### AIM OF THE EXERCISE
Write out every line of the material below as a JSON list of strings, one string per line, skipping blank lines and leaving out the pictures.
━━━ ITEMS ━━━
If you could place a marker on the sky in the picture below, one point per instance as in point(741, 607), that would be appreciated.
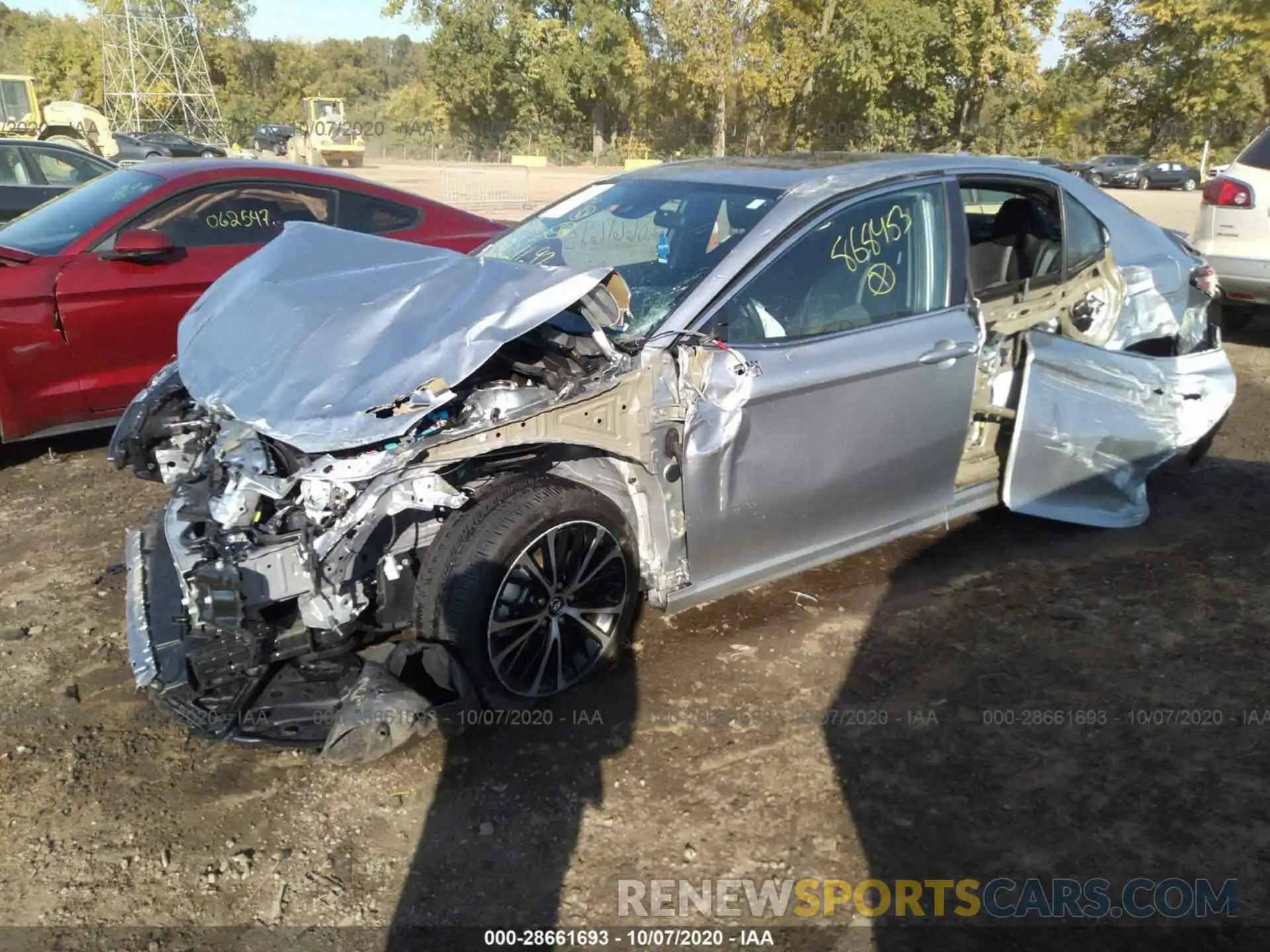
point(286, 19)
point(353, 19)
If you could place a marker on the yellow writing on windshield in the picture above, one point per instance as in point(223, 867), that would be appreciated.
point(864, 241)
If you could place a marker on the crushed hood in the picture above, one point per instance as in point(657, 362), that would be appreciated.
point(302, 339)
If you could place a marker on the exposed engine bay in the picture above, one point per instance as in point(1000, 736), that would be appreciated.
point(281, 554)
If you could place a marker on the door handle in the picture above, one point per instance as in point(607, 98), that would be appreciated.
point(945, 352)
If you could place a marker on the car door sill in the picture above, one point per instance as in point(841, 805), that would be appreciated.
point(966, 502)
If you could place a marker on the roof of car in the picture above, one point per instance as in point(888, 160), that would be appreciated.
point(173, 169)
point(44, 143)
point(810, 171)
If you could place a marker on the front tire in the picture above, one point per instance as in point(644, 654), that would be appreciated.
point(535, 588)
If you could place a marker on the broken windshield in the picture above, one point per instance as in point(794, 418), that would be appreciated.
point(663, 235)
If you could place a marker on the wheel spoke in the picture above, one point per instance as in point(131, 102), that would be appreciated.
point(526, 561)
point(552, 641)
point(515, 647)
point(586, 559)
point(582, 583)
point(512, 622)
point(597, 610)
point(599, 634)
point(552, 560)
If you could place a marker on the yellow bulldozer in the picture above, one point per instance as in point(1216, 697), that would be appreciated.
point(71, 122)
point(324, 138)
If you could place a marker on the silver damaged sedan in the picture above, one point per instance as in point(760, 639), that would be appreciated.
point(408, 483)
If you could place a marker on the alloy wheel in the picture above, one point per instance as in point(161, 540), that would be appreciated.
point(558, 610)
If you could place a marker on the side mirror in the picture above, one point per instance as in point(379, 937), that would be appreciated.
point(139, 245)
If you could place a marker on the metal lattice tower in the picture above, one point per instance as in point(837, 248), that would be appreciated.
point(155, 70)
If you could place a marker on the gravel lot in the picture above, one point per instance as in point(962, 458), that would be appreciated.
point(705, 757)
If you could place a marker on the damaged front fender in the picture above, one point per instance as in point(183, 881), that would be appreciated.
point(1093, 424)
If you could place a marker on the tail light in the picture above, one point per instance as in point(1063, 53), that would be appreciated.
point(1227, 193)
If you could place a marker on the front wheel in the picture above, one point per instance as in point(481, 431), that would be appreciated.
point(535, 588)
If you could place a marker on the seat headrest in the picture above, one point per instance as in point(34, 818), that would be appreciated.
point(1016, 218)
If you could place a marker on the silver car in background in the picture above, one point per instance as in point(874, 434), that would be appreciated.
point(407, 483)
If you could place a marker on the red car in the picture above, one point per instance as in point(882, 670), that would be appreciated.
point(93, 284)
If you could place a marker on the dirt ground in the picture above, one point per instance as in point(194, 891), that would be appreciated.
point(709, 756)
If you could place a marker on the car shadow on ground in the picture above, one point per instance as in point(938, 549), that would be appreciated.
point(27, 450)
point(1097, 710)
point(507, 813)
point(1032, 698)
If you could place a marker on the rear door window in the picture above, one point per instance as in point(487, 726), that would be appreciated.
point(15, 103)
point(375, 216)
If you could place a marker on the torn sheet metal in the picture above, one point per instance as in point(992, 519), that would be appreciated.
point(302, 339)
point(1093, 424)
point(1156, 303)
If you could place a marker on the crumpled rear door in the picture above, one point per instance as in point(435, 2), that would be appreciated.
point(1093, 424)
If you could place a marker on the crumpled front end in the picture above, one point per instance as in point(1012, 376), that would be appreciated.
━━━
### EXERCISE RESPONSE
[
  "If you could place a marker on the sky in the picture below, one point per instance as in point(741, 607), that would be appreciated.",
  "point(286, 19)",
  "point(353, 19)",
  "If you could place a marker on the yellow writing on windshield in the picture above, one point per instance as in point(223, 867), that would be appreciated.",
  "point(864, 241)",
  "If you could place a marker on the crushed hood in the picture above, one point per instance as in point(657, 362), that would be appreciated.",
  "point(302, 339)",
  "If you could place a marker on the exposed engine bay in the picture above, one point per instance as in point(1000, 736), that would be appreciated.",
  "point(281, 554)",
  "If you could place a marker on the door handle in the picture above, one point per instance as in point(607, 98), that would be appreciated.",
  "point(945, 352)",
  "If you could place a marker on the car door sill in the picture above, one point per instance as in point(841, 805), that would be appreciated.",
  "point(966, 502)",
  "If you could place a marker on the roof of car in the picture above, one point per instance as in point(888, 160), that would be appreciated.",
  "point(173, 169)",
  "point(44, 143)",
  "point(810, 171)",
  "If you could place a marker on the front tire in the picture above, one point per instance as in point(644, 654), that would be appreciated.",
  "point(535, 588)",
  "If you could place a marker on the broken windshield in the picture above, one point per instance as in point(794, 418), that would be appreciated.",
  "point(663, 235)",
  "If you could place a marker on the wheel spoke in the picture above, one point per instance as in point(131, 102), that would be appreciated.",
  "point(526, 561)",
  "point(552, 641)",
  "point(515, 647)",
  "point(586, 559)",
  "point(582, 583)",
  "point(512, 622)",
  "point(597, 610)",
  "point(599, 634)",
  "point(552, 560)",
  "If you could place a marker on the yellow bulldozer in the picture above, one point per instance as in point(1216, 697), that would be appreciated.",
  "point(71, 122)",
  "point(324, 138)",
  "If you could place a marker on the silver damaged sedan in the picture above, one point per instance as in point(760, 639), that would be appreciated.",
  "point(408, 483)",
  "If you could place a marker on the alloy wheel in the picture above, one point per instance as in point(161, 540), that would be appreciated.",
  "point(558, 610)",
  "If you could place a marker on the side mirror in the picture above, one point per instance as in point(379, 937), that would be appreciated.",
  "point(139, 245)",
  "If you could place a marker on the metal lattice tower in the picture above, one point per instance as in point(837, 248), that would be appreciated.",
  "point(155, 70)",
  "If you could place a marker on the gravel lot in the picture above, one point per instance as in point(962, 458), that would be appreciated.",
  "point(705, 757)",
  "If you could place a marker on the damaged front fender in the picture above, one point per instance as in point(183, 881), that would be appreciated.",
  "point(1093, 424)",
  "If you could place a marker on the tail light in the picture above, one point per instance as in point(1063, 53), that would be appreciated.",
  "point(1227, 193)",
  "If you could place a marker on the front wheel in the picture above, one point per instance as in point(481, 431), that would be appreciated.",
  "point(535, 588)",
  "If you could place a marker on the seat headrest in the picture above, one point per instance as in point(34, 818), that would be appreciated.",
  "point(1016, 218)",
  "If you could place a marker on the silver car in background in the picture above, one point per instance as in point(874, 434), that would be appreciated.",
  "point(407, 483)",
  "If you could place a marker on the red car in the picture above, one point per instance as in point(882, 670), that would be appreciated.",
  "point(93, 284)",
  "If you could place a marker on the dirt ground in the picture above, one point per instance as in point(194, 891), that would be appreciated.",
  "point(709, 756)",
  "If you could place a marker on the car shadow on ground in the picture above, one point per instance as in point(938, 549), that would be appreciated.",
  "point(27, 450)",
  "point(1097, 710)",
  "point(507, 813)",
  "point(1032, 698)",
  "If you could place a marker on the rear door window in the picture above, one point per instance as in point(487, 726), that would be appreciated.",
  "point(15, 103)",
  "point(375, 216)",
  "If you could place a marker on the torn sheet metal in the picture above, one point per instance as in point(992, 519), that would be appreciated.",
  "point(302, 339)",
  "point(1093, 424)",
  "point(1156, 303)",
  "If you could place a marker on the crumpled rear door in the picture above, one point per instance as in point(435, 2), that would be appreciated.",
  "point(1093, 424)",
  "If you could place a marker on the crumpled front end in the picture above, one point per instance as in point(1012, 376), that would be appreciated."
]